Stored data entries:
┄┄┄┄┄┄

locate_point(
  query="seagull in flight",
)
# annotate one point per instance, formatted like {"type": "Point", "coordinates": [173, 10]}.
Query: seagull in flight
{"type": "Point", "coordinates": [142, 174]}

┄┄┄┄┄┄

- **What you will do**
Reproduce every record above exactly as it is written.

- **Final answer**
locate_point(
  query="seagull in flight",
)
# annotate one point per instance, formatted like {"type": "Point", "coordinates": [173, 10]}.
Query: seagull in flight
{"type": "Point", "coordinates": [142, 174]}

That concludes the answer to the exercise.